Whether you’re new to Washington state or you’ve lived here your entire life, you’re probably well aware that Puget Sound is a place like no other. Stretching a full 100 miles from Deception Pass south to Olympia, the sound is a beautiful, lively body of water that offers residents nearly limitless experiences, from hiking and boating to birding, whale watching, and whitewater rafting.
With countless state parks, beachfronts, islands, and intriguing coves, it should be no surprise that Puget Sound is also home to some incredible camping spots. So pack up the kids this summer or fall, and start exploring these perfect camping spots for families.
Blake Island Marine State Park
This expansive marine park covers more than 1,100 acres and has five miles of saltwater beach shoreline. Blake Island is only reachable by ferry or private boat, which adds to the secluded, peaceful feeling of the park. Campers love the hike-and-bike trails, gorgeous mountain and city views, quiet beaches, and unforgettable experiences offered at the Tillicum Excursion—which is also great for kids.
========================================
> WHAT THIS EXERCISE ASKS
1. Duplicate the passage of the Puget Sound camping text starting with "Blake Island Marine" and going on through "great for kids.".
2. Answer these questions from the Puget Sound camping text.
(a) How far does Puget Sound stretch, and between which two places?
(b) How many acres does Blake Island Marine State Park cover?
(c) By what two means can Blake Island be reached?
The rows that follow are separate material and are not part of the Puget Sound camping text.

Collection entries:
========================================
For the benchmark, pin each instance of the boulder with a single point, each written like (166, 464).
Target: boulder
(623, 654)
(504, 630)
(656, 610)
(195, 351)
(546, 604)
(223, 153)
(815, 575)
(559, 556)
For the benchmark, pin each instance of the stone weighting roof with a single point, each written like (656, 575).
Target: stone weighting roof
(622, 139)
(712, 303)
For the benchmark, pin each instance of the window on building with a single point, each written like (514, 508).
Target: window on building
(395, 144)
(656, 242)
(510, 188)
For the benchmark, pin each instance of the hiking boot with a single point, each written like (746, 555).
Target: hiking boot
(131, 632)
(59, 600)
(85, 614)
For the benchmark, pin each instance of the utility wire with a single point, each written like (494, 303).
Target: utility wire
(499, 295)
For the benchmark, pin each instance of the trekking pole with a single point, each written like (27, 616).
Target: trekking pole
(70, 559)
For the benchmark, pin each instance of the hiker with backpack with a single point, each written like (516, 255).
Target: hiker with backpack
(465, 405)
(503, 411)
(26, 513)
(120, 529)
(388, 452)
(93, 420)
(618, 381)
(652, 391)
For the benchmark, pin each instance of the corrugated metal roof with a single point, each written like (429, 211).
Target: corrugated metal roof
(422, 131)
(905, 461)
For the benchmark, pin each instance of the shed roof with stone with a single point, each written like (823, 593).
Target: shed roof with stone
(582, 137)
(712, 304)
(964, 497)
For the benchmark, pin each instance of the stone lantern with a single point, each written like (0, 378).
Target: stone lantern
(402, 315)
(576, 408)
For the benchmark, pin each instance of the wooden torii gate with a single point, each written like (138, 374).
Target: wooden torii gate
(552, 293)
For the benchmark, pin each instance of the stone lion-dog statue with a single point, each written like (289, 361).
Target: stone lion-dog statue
========================================
> RESPONSES BY ITEM NUMBER
1.
Blake Island Marine State Park
This expansive marine park covers more than 1,100 acres and has five miles of saltwater beach shoreline. Blake Island is only reachable by ferry or private boat, which adds to the secluded, peaceful feeling of the park. Campers love the hike-and-bike trails, gorgeous mountain and city views, quiet beaches, and unforgettable experiences offered at the Tillicum Excursion—which is also great for kids.

2.
(a) A full 100 miles, from Deception Pass south to Olympia.
(b) More than 1,100 acres.
(c) By ferry or private boat.